Document passage:
________________

Subject: 12 Year Old in Coma After Inhaling Helium
From: Alex Kemp
Date: Friday, 06 February 2015 05:54:06 +0000
To: Oliver Kemp, Micaela Kemp, Liisa Kemp, Davin Kemp

http://www.bbc.co.uk/news/entertainment-arts-31147038

These are the members of the pop group 3B Junior:

3B Junior, a collection of Japanese girls aged between 10 & 16, feature in a TV Asahi show called “3B Junior Stardust Shoji”.

On 28 January the (unnamed) girl took part together with other members of her group in a ‘game’ that involved breathing in from a canister of compressed Helium gas. Unlike the others, this girl fell unconscious & did not awake until Thursday, 5 February 2015. The TV Show kept quiet about the whole affair until she woke up. The Show was originally scheduled for broadcast on 24 February, but may now be discontinued.

Helium is a perfectly astonishing gas. It is lighter than air, which allows balloons filled with it to float to the ceiling. If breathed in, it will cause a person’s voice to become squeaky. Now obviously, death, or brain-damage, is a perfectly reasonable risk for such a wonderful enhancement.

What most folks do not realise is that all Helium, once released into the atmosphere, eventually escapes into space due to thermal escape (also called Jeans escape) (the kinetic energy of the molecules--which means their speed through the air due to ordinary heating from the atmosphere--is high enough to be greater than the escape velocity for this planet, and thus they leave the planet & disperse into space). This is only true for the lightest elements; it is calculated that the current rate of loss for our planet is about three kilograms (3 kg) of hydrogen and 50 grams (50 g) of helium per second (Hydrogen is the lightest element, and Helium the next-lightest element, on the planet).

________________

Data excerpts:
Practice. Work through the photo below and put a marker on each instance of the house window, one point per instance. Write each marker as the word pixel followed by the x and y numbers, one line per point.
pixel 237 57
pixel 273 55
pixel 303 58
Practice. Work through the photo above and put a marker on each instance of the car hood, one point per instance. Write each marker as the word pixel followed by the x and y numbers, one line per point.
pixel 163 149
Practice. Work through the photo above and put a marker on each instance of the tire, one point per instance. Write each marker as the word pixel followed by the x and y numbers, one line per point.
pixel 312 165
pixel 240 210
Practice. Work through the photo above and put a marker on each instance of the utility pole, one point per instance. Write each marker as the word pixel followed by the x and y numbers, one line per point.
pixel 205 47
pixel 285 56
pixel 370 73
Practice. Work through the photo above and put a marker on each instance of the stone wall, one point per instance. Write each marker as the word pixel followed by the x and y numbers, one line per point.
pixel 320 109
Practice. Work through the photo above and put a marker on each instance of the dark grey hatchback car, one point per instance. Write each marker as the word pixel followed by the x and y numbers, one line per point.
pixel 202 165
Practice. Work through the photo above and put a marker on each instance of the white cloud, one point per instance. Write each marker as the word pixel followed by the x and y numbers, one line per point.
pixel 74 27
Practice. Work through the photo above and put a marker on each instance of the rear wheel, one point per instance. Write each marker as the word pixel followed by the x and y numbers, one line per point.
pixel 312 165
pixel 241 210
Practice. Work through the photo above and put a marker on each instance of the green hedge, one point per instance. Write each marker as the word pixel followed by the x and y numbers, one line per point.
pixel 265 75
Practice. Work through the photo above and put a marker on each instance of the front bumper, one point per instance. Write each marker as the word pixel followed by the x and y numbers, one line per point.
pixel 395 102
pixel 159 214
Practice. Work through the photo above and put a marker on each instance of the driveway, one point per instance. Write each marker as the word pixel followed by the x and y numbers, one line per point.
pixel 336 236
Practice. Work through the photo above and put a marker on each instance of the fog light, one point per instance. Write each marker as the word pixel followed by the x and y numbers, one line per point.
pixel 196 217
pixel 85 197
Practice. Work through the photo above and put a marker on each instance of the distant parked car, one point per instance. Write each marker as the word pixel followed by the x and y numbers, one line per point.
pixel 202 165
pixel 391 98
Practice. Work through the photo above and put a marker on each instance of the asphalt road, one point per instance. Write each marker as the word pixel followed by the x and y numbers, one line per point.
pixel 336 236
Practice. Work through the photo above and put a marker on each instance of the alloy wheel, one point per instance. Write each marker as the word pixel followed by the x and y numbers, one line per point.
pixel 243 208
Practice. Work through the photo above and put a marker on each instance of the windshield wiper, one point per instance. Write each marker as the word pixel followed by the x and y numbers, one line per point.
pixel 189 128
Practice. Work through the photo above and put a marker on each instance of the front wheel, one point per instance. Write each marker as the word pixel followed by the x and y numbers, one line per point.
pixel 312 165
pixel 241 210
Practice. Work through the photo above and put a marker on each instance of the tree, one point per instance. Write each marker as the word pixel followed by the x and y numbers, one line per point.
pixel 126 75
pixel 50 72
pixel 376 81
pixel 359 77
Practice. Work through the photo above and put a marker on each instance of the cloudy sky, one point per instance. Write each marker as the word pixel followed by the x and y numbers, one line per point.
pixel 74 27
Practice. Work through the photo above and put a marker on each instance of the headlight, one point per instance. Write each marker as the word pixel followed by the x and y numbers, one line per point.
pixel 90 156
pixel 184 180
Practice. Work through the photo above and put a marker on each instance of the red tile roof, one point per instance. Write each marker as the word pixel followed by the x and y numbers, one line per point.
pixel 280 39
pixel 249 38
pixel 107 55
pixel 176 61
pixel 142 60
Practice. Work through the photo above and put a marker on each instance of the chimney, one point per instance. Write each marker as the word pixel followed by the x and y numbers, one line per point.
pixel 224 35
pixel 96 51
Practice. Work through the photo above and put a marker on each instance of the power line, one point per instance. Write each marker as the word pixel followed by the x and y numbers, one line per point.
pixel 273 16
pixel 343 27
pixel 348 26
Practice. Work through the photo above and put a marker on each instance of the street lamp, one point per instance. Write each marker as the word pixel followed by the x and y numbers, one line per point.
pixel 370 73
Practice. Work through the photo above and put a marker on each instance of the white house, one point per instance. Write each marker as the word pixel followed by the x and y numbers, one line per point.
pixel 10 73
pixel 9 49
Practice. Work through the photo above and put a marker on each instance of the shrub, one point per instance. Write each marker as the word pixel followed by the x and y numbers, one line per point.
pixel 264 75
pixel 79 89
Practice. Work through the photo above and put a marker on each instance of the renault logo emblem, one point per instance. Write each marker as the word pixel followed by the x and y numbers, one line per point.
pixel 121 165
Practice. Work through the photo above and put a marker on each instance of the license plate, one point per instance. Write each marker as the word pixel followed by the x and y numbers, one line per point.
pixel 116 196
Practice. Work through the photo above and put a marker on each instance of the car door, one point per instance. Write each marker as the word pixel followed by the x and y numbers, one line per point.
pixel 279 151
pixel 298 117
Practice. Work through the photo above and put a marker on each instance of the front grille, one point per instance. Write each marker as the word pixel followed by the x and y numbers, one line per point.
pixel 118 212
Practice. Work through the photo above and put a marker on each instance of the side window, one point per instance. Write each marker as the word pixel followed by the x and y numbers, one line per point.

________________

Tasks to carry out:
(1) Reproduce the helium email above word for word, from "On 28 January" down to "a wonderful enhancement.".
(2) Continue the email about the helium incident, starting right after its last sentence.

Exercise results:
(1)
On 28 January the (unnamed) girl took part together with other members of her group in a ‘game’ that involved breathing in from a canister of compressed Helium gas. Unlike the others, this girl fell unconscious & did not awake until Thursday, 5 February 2015. The TV Show kept quiet about the whole affair until she woke up. The Show was originally scheduled for broadcast on 24 February, but may now be discontinued.

Helium is a perfectly astonishing gas. It is lighter than air, which allows balloons filled with it to float to the ceiling. If breathed in, it will cause a person’s voice to become squeaky. Now obviously, death, or brain-damage, is a perfectly reasonable risk for such a wonderful enhancement.

(2)
If you find the previous paragraph at all difficult, then just recall the famous instructions on “How to Fly” from the Hitchhiker’s Guide to the Galaxy:

Throw yourself at the ground, and miss

...and realise that that is how Hydrogen & Helium manage to leave this planet.

Next question: so where does Helium come from if it is constantly leaving? The answer is that it (and Hydrogen) are constantly created by radioactive elements on Earth breaking down. As just one example, Helium is a natural component in vast quantities together with Natural Gas supplies in the USA.

Final question: how come the child star fell into a coma? The most likely reason is that she got an air embolism in the artery supplying her brain, possibly caused by her taking the Helium directly from the compressed container rather than from a balloon (although Helium is one of the few gases that does *not* cause Nitrogen narcosis).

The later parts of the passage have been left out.